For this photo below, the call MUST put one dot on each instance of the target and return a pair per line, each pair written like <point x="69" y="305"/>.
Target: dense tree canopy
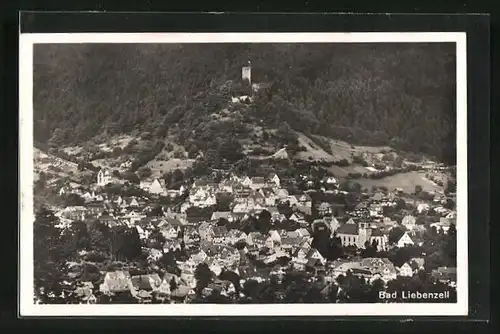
<point x="398" y="94"/>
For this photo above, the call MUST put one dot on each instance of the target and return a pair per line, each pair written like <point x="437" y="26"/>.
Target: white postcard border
<point x="27" y="306"/>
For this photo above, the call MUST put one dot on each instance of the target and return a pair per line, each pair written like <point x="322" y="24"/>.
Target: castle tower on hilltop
<point x="246" y="73"/>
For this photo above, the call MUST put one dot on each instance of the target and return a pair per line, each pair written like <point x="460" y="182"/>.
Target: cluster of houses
<point x="231" y="249"/>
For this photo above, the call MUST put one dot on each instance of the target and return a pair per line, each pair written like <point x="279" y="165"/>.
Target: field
<point x="405" y="181"/>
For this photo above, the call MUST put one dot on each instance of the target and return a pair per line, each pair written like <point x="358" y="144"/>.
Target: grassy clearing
<point x="158" y="168"/>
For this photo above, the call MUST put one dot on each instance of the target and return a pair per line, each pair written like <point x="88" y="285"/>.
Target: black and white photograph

+ + + +

_Task requirements_
Write out the whole listing again, exactly, with no pictures.

_Solution to this exercise_
For this photo below, the call MUST put one dot on each instance of the target and return a pair per line, each pair written like <point x="69" y="305"/>.
Target: dense tree canopy
<point x="398" y="94"/>
For this photo above, the call MUST put one dot on each instance of the target and return a pair per line, each pair written like <point x="437" y="26"/>.
Target: white postcard border
<point x="27" y="306"/>
For this photo above, the call MUST put one dot on each instance of the target and return a pair per line, each pair written like <point x="322" y="24"/>.
Target: castle tower on hilltop
<point x="246" y="73"/>
For this photo above, the call MUST put one dot on each instance of the target and return a pair per line, each pair written like <point x="460" y="182"/>.
Target: cluster of houses
<point x="231" y="249"/>
For this photo above, the call MUST put one dot on each instance of the target and return a pair per line, each pair written like <point x="279" y="165"/>.
Target: field
<point x="405" y="181"/>
For this photo above, the call MUST put one dot on each instance of the target and return a pair per line, each pair written like <point x="358" y="144"/>.
Target: grassy clearing
<point x="158" y="168"/>
For this photo above, the call MUST put one dot on each instance of the target and return a pair per line, each pair written like <point x="88" y="285"/>.
Target: black and white photograph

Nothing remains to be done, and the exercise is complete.